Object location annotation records
%%
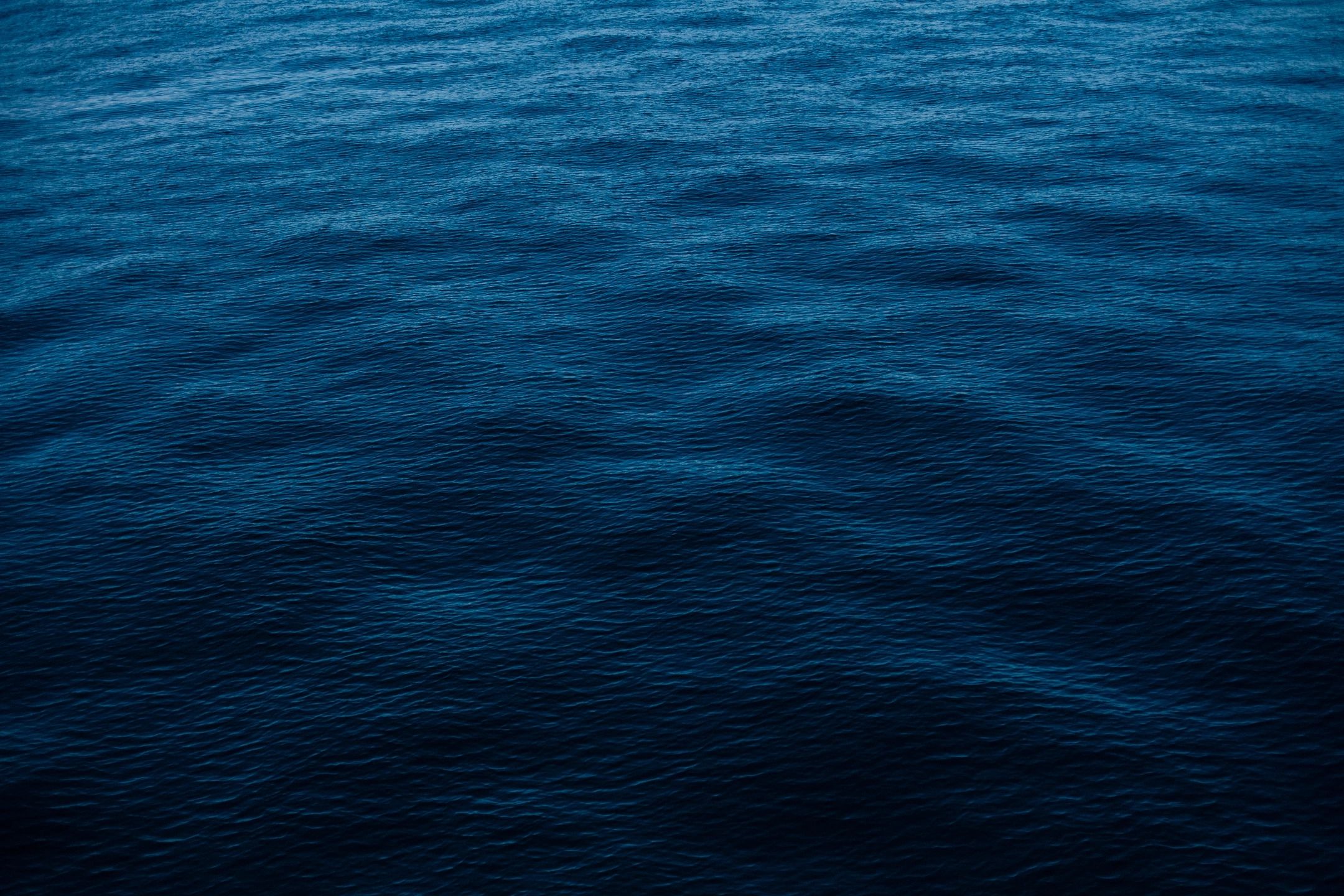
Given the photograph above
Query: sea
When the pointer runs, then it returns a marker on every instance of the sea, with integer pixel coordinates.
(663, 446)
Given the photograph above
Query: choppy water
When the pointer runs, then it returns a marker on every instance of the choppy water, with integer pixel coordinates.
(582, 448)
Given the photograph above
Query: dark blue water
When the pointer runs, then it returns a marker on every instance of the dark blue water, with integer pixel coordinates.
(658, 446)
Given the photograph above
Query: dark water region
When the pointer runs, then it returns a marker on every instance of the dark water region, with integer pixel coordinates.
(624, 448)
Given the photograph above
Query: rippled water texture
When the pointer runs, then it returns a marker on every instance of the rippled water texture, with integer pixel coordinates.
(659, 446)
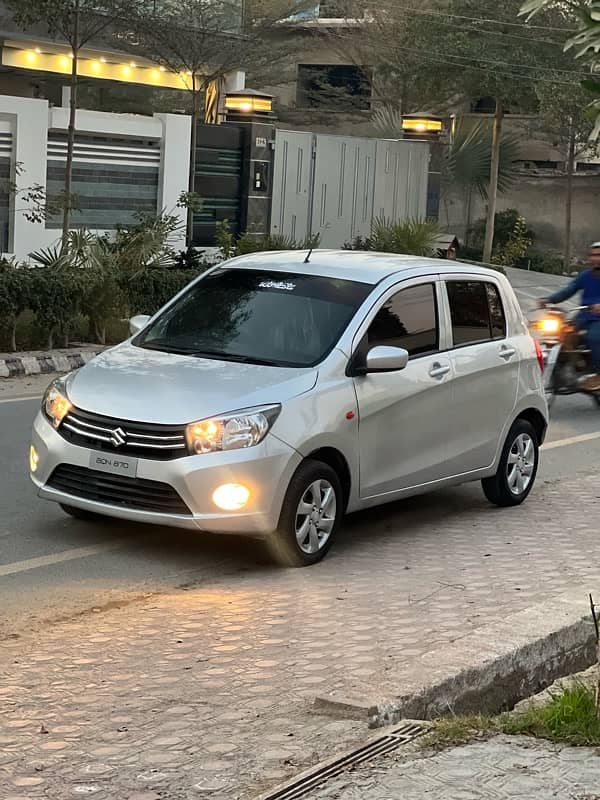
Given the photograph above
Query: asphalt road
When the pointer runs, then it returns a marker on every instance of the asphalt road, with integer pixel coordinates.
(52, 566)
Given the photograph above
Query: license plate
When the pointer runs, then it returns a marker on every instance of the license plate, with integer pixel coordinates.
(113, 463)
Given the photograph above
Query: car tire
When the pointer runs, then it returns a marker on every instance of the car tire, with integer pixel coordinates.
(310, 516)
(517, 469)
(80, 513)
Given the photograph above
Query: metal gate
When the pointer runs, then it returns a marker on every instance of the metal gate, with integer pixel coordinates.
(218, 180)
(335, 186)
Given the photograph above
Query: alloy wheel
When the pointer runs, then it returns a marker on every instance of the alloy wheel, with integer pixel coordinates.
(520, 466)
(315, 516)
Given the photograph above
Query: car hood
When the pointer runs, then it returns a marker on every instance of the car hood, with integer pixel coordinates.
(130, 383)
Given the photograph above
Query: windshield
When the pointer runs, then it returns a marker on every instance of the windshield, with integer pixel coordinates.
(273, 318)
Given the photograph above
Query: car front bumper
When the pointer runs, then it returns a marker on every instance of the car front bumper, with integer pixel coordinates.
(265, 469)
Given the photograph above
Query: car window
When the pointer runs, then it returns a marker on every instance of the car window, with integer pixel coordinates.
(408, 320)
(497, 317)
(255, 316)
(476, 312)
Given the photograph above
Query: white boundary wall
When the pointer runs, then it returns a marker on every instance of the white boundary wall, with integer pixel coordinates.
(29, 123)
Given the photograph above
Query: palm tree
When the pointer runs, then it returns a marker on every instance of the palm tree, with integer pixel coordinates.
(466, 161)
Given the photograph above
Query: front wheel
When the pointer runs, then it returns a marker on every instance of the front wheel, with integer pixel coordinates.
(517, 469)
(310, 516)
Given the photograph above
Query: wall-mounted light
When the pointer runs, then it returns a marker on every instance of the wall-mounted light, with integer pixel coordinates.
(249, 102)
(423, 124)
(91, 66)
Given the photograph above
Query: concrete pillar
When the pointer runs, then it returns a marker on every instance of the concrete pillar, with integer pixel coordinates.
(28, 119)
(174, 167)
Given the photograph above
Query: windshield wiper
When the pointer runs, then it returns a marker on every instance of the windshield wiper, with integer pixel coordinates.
%%
%%
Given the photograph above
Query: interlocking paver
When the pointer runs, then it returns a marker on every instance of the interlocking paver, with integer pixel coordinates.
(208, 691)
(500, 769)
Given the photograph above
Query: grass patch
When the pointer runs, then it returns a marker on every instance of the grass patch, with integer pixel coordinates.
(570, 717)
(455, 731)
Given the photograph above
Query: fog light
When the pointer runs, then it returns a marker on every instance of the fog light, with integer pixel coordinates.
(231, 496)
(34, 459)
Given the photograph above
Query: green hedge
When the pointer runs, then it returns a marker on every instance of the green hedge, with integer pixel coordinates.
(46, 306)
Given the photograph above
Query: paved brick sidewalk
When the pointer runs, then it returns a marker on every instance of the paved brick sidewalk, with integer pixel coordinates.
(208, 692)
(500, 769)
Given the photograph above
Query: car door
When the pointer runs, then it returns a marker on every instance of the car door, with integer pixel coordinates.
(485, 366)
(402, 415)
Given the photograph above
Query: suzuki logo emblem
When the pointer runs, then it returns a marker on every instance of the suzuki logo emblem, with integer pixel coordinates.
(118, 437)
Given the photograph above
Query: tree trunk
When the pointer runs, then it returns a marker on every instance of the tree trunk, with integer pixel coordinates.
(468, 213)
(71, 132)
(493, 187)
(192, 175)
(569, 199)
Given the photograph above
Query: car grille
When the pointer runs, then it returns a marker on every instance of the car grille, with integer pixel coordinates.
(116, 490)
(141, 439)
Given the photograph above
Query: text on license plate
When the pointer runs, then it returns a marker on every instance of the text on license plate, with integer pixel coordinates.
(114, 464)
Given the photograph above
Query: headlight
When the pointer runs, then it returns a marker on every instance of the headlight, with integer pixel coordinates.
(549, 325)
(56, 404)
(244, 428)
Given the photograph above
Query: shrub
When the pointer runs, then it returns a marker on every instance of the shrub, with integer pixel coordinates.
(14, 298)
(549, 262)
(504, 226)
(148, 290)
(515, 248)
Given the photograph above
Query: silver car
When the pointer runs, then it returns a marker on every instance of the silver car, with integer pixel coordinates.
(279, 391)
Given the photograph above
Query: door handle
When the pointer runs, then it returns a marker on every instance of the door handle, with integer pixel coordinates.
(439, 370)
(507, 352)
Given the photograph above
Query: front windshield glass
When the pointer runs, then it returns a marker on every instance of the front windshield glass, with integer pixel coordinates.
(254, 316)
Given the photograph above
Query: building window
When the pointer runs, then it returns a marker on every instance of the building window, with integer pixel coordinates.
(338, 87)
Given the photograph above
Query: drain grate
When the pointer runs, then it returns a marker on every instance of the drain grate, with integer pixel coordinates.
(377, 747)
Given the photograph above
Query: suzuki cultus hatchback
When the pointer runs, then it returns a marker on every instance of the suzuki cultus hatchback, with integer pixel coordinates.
%%
%%
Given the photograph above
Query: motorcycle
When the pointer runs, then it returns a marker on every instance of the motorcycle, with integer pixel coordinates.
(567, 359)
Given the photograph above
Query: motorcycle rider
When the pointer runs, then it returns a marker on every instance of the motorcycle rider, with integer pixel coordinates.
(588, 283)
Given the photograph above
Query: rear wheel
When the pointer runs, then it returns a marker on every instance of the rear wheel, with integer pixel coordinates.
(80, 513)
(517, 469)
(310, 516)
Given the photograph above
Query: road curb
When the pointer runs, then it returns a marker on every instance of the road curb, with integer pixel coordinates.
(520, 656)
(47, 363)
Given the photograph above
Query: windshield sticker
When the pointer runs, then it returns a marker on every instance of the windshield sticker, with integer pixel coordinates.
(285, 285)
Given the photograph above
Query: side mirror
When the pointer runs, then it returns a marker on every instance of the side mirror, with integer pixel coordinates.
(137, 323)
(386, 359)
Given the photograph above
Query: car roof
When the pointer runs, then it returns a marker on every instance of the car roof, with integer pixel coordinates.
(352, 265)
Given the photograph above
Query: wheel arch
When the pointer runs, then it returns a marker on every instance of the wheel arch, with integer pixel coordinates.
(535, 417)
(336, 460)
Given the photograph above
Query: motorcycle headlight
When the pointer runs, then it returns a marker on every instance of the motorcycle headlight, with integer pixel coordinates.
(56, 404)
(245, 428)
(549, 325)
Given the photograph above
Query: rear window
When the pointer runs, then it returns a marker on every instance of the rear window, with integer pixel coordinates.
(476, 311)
%%
*Given instruction*
Filter the records above, copying every line that contains the string "boundary". Matching is case-sensitive.

*Written reply*
Query: white boundary wall
When the pointer runs, then it returns a marker on every instance of the white boundary wall, with integer pixel coordinates.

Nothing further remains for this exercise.